*Instruction*.
Output everything from the line containing "outline large boulder, every instance" down to the line containing "297 101 L 299" in the records below as a Markdown table with two columns, Row and Line, giving each line's row number and its text, and leave out any blank lines.

(Segmentation data)

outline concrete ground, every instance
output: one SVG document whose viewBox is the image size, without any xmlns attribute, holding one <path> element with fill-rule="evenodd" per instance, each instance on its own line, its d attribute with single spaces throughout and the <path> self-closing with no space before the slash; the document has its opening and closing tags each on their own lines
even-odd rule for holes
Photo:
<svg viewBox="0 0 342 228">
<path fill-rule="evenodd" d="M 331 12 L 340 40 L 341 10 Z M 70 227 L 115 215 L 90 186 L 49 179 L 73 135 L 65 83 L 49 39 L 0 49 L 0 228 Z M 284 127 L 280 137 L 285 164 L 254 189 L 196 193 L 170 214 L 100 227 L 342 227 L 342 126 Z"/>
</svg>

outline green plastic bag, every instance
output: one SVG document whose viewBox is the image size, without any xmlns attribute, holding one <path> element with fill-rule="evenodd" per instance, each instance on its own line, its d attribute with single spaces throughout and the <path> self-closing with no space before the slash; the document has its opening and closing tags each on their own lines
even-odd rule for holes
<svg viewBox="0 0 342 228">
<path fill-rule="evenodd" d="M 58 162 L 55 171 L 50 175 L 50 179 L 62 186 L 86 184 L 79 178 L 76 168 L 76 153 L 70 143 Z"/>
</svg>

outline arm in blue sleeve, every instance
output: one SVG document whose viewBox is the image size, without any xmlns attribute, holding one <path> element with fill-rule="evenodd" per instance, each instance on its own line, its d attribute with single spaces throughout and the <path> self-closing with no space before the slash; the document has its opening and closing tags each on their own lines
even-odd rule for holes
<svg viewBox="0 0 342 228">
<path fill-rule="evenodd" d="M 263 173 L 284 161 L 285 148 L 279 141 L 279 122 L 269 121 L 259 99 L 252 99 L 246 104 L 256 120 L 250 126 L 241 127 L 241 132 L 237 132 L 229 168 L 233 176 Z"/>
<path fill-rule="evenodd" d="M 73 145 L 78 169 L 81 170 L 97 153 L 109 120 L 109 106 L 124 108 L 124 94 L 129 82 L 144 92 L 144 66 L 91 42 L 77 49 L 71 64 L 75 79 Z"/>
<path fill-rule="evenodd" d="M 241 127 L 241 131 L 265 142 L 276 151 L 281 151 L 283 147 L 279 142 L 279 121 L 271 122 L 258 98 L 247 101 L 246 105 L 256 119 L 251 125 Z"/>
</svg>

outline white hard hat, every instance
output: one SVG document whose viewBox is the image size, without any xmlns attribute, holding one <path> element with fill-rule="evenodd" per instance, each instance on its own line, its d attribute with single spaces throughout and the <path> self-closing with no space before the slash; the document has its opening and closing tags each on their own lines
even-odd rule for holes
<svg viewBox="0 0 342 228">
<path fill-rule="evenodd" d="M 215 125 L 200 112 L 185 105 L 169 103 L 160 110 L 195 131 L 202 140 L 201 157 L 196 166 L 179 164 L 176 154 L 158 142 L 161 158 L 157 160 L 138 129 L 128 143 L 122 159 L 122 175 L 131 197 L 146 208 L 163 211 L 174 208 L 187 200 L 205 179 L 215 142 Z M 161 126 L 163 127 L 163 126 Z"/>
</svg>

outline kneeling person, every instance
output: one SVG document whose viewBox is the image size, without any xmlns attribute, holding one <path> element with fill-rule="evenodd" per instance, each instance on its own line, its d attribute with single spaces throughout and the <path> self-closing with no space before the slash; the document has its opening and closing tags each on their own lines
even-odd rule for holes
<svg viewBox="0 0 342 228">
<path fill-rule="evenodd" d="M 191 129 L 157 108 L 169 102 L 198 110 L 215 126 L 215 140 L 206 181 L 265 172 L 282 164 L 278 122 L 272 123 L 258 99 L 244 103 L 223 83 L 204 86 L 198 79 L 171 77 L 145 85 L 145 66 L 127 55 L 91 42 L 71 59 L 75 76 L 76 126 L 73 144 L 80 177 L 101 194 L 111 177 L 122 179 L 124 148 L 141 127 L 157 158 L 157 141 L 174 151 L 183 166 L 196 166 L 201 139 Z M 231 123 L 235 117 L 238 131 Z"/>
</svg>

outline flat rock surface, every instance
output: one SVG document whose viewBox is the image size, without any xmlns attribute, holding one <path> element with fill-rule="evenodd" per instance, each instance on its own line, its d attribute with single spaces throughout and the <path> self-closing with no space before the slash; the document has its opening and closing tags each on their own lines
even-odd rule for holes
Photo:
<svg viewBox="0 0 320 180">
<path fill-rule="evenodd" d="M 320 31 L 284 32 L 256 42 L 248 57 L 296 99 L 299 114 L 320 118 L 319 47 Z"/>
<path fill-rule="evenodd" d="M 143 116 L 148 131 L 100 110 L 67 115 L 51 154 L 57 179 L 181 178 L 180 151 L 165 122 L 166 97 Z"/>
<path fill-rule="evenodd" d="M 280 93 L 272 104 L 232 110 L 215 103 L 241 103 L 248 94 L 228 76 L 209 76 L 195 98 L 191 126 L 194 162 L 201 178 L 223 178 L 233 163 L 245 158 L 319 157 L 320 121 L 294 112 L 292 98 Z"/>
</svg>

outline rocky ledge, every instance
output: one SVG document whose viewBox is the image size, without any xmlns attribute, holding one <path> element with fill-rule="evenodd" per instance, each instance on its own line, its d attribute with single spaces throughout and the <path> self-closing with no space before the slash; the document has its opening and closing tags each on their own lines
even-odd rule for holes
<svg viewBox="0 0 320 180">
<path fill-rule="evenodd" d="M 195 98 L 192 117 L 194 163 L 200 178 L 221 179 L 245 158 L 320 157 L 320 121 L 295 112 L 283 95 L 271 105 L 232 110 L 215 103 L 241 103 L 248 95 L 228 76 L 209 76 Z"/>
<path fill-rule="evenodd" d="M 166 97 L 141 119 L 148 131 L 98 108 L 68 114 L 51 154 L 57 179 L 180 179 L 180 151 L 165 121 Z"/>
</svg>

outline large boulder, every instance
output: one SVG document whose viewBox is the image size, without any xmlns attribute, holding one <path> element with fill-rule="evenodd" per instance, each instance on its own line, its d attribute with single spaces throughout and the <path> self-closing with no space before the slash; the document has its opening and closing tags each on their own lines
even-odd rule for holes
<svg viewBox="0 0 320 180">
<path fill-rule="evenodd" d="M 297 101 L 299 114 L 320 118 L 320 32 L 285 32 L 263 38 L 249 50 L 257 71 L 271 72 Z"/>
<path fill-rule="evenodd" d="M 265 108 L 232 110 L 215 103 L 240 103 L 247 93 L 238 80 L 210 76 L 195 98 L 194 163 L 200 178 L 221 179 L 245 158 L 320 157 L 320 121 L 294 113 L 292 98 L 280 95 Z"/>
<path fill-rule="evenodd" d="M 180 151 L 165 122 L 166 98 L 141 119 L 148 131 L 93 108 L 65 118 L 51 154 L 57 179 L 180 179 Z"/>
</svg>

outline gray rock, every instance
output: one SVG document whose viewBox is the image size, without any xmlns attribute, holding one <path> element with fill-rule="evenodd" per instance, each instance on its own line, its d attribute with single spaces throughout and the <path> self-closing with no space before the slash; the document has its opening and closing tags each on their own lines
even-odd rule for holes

*Task solution*.
| Row | Line |
|---|---|
| 1 | outline large boulder, every instance |
| 2 | output: one SVG document whose viewBox is the image size, without any xmlns attribute, holding one <path> element with fill-rule="evenodd" per instance, each instance on its own line, its d attribute with single spaces throughout and the <path> self-closing with no space before the slash; the document has its opening and closing tags each on their own lines |
| 3 | even-odd rule for holes |
| 4 | <svg viewBox="0 0 320 180"> |
| 5 | <path fill-rule="evenodd" d="M 297 101 L 299 114 L 320 118 L 320 32 L 285 32 L 263 38 L 249 50 L 257 71 L 271 72 Z"/> |